▼

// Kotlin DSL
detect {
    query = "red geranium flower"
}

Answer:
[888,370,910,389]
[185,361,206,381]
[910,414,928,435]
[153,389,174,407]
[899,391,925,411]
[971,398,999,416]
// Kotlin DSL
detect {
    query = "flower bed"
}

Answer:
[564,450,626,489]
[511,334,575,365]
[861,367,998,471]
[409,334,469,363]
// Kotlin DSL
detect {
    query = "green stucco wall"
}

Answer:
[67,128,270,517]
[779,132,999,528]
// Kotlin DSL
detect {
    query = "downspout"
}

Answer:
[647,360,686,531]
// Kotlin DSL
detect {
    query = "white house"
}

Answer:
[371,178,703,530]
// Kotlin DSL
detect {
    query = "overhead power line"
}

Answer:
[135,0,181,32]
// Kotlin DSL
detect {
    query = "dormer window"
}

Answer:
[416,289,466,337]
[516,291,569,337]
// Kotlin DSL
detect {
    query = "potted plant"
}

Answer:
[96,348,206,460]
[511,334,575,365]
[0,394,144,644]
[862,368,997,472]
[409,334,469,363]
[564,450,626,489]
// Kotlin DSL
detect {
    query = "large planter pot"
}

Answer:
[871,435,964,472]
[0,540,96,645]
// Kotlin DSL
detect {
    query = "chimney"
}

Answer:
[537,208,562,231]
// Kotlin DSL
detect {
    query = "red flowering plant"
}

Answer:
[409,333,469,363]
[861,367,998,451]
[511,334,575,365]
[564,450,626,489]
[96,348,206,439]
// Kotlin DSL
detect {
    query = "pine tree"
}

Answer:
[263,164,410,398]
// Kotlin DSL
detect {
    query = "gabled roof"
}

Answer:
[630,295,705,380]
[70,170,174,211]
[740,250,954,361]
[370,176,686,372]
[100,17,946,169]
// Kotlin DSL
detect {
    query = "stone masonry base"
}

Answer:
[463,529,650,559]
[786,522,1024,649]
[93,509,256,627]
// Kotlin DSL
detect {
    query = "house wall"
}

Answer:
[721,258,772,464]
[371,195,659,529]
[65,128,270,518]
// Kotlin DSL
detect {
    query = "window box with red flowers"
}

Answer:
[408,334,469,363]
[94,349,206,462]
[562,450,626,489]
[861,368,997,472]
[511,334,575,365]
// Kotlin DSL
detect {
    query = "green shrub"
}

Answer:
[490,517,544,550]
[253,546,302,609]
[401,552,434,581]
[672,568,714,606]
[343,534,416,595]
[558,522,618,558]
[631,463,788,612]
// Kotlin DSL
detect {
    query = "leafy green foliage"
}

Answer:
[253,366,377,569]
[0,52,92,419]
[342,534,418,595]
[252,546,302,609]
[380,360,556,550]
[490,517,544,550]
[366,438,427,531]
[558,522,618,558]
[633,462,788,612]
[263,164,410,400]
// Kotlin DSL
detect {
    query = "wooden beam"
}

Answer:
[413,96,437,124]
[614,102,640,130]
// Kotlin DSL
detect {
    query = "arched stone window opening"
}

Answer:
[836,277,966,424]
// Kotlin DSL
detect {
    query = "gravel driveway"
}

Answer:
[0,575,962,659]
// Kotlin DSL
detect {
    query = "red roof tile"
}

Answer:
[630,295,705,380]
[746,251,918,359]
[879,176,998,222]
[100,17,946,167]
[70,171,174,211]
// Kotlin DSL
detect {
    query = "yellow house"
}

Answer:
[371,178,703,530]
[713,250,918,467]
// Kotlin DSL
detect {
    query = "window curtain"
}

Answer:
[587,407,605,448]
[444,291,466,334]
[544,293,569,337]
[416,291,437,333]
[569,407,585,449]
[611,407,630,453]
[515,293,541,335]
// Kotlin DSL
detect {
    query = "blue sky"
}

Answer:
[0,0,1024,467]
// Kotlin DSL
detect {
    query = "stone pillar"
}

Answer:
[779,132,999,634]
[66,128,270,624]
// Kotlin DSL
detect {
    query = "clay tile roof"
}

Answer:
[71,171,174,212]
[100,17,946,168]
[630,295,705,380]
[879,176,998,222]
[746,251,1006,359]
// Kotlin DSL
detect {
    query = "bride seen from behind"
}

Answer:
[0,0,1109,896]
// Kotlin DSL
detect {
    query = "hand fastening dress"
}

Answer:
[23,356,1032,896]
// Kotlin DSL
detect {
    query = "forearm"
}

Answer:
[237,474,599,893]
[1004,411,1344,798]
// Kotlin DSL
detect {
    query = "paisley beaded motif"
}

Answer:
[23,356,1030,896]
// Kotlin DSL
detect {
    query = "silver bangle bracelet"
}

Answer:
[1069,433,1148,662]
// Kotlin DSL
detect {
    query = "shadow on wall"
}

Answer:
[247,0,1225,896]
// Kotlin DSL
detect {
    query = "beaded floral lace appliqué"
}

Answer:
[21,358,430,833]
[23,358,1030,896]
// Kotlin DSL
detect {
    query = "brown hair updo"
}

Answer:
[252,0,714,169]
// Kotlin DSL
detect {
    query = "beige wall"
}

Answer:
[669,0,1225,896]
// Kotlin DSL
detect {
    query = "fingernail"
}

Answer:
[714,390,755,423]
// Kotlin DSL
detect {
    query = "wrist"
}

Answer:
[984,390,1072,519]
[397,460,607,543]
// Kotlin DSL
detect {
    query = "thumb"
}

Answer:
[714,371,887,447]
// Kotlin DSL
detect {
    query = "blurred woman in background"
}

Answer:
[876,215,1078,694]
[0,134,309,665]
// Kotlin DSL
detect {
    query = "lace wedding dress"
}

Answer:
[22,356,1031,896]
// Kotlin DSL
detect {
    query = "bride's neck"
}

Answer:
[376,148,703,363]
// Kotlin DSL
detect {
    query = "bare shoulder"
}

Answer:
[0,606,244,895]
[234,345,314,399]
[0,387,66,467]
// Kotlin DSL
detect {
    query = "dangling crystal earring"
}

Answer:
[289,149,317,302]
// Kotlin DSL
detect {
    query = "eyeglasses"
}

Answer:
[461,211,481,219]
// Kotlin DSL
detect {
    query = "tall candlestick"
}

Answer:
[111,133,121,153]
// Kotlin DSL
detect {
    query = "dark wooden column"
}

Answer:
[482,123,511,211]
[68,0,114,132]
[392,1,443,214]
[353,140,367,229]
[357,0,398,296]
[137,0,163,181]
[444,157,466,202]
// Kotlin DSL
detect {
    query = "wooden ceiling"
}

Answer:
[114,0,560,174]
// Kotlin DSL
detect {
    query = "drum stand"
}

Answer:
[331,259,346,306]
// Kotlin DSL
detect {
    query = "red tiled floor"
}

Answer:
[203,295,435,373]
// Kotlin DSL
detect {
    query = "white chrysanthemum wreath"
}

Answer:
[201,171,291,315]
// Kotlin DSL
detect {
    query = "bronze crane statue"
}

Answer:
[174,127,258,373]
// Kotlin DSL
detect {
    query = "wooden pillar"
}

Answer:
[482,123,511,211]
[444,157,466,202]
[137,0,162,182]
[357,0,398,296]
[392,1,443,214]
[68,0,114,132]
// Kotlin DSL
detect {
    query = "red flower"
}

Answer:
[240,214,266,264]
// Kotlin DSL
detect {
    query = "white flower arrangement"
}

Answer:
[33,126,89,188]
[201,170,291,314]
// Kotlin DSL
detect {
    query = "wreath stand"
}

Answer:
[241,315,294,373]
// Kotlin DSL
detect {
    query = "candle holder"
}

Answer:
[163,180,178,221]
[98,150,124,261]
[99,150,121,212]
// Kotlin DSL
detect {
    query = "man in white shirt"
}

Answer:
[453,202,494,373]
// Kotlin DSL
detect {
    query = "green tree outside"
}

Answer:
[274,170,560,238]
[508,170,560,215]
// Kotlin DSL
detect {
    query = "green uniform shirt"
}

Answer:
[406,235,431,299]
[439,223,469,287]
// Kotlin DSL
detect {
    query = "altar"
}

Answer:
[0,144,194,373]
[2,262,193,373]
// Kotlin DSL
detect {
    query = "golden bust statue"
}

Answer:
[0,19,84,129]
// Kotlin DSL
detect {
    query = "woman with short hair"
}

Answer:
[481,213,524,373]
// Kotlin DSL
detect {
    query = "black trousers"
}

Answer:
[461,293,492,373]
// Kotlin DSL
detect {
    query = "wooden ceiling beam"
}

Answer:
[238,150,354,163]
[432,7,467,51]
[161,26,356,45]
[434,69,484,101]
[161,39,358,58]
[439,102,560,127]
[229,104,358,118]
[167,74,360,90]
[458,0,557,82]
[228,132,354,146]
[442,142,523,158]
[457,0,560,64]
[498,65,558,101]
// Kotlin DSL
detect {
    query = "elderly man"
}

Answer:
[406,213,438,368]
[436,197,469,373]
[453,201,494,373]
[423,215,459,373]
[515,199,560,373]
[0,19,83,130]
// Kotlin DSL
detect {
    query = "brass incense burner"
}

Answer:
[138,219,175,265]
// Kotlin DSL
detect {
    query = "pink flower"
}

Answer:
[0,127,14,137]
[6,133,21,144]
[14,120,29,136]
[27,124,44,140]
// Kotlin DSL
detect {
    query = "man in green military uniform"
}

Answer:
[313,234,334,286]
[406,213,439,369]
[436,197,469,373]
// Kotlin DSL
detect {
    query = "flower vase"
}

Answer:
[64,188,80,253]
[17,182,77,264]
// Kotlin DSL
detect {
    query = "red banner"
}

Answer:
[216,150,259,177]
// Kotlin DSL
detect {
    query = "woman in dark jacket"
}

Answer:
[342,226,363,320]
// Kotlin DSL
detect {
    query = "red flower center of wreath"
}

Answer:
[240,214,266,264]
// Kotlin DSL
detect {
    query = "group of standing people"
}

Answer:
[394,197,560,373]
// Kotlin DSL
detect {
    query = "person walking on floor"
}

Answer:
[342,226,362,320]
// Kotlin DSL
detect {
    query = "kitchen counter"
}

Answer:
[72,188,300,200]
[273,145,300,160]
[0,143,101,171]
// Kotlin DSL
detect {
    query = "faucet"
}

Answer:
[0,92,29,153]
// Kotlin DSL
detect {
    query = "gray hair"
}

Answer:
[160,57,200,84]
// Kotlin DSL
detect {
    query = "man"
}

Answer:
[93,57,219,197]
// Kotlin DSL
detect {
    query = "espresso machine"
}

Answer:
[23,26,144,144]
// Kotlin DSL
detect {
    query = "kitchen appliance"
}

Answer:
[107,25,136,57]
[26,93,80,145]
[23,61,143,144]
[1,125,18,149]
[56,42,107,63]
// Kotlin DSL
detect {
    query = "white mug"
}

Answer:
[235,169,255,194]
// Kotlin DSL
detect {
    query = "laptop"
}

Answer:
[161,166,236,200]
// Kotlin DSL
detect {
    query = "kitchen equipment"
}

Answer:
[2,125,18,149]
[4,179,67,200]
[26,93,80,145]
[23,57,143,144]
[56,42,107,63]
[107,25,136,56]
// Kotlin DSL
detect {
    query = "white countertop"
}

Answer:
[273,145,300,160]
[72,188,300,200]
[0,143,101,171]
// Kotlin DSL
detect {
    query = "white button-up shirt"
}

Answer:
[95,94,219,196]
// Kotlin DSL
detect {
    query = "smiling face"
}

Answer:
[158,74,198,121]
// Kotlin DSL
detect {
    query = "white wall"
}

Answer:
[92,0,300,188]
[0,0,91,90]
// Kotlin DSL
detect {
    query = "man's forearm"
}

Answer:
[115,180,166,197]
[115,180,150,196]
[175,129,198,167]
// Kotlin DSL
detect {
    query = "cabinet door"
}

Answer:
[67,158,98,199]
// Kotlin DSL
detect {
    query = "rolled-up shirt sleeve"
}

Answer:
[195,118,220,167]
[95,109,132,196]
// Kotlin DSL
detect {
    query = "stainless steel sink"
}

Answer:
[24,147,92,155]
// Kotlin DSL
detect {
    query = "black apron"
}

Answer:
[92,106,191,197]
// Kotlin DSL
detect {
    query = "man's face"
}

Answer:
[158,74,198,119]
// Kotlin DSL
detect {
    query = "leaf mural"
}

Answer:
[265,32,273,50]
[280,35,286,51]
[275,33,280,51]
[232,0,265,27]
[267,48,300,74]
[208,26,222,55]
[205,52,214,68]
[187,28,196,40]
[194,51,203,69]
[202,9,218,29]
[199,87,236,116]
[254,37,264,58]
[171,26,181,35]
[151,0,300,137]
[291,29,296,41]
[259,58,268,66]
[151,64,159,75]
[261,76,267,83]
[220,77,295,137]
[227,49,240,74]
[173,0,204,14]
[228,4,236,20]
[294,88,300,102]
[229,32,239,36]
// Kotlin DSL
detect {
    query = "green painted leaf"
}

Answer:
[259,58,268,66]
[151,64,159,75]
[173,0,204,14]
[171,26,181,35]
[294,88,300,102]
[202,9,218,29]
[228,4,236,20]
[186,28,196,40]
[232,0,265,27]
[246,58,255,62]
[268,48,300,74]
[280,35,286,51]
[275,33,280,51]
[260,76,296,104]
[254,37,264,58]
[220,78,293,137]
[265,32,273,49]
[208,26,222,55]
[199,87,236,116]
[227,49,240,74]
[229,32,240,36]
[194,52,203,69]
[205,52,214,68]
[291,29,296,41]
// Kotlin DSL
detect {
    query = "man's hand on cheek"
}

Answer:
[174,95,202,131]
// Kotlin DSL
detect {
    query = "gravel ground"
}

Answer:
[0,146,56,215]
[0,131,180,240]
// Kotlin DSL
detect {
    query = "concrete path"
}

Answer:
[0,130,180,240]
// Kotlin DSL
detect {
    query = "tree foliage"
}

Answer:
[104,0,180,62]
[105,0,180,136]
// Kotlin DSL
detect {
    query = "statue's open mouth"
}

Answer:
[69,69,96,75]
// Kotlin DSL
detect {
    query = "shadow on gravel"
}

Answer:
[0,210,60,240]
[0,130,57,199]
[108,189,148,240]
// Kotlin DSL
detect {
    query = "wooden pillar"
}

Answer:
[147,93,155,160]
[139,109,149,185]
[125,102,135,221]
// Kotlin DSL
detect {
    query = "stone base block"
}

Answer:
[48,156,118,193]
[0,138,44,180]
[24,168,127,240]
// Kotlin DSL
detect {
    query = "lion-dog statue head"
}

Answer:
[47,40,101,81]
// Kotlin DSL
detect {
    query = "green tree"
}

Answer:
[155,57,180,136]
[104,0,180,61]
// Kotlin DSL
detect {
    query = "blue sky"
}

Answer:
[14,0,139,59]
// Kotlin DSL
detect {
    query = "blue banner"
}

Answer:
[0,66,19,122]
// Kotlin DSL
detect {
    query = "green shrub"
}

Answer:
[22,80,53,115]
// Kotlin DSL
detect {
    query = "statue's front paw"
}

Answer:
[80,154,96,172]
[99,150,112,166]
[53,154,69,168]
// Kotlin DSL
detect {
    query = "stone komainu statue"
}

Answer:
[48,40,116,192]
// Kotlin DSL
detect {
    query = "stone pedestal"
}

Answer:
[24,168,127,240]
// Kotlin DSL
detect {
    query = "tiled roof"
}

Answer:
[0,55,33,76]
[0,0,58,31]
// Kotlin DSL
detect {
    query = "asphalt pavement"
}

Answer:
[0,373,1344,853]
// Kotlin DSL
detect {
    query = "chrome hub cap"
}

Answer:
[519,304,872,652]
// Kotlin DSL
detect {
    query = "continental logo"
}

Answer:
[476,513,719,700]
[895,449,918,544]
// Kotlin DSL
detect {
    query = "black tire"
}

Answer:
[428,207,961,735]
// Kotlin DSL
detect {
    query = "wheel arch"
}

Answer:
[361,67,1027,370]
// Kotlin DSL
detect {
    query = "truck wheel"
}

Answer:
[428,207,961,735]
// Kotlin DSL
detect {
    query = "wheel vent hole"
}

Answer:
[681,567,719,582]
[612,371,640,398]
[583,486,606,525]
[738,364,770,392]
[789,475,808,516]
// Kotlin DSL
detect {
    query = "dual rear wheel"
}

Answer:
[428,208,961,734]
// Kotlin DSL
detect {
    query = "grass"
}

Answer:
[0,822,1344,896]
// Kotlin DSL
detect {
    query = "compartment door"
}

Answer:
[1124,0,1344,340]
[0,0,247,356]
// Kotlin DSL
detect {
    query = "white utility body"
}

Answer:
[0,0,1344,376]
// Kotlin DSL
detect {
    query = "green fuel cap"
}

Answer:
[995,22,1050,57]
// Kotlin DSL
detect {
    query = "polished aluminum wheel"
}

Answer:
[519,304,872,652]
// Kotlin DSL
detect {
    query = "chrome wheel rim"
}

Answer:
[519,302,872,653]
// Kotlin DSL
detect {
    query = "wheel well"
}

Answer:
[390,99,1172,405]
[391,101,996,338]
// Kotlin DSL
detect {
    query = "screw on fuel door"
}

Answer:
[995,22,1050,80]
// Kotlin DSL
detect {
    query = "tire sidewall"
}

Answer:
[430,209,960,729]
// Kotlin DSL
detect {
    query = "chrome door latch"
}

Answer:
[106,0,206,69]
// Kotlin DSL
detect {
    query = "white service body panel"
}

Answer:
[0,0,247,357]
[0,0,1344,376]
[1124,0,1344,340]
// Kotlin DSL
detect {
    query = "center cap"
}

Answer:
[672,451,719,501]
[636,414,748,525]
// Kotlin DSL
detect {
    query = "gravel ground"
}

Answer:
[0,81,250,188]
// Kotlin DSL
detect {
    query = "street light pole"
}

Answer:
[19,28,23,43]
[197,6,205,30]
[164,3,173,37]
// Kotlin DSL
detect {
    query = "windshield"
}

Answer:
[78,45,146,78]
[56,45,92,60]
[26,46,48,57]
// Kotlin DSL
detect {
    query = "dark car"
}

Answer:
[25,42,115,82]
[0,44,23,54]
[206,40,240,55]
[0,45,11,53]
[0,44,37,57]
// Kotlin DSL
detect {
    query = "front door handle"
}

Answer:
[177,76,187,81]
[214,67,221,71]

▲

_What is required_. Gather each line from the listing above that contains the word "green", and copy those lines unchanged.

_Task answer_.
    query = "green stucco wall"
    query = "green shrub"
    query = "leafy green foliage"
    query = "green tree outside"
    query = "green uniform shirt"
    query = "man in green military uniform"
    query = "green painted leaf"
    query = "green tree"
    query = "green shrub"
    query = "green fuel cap"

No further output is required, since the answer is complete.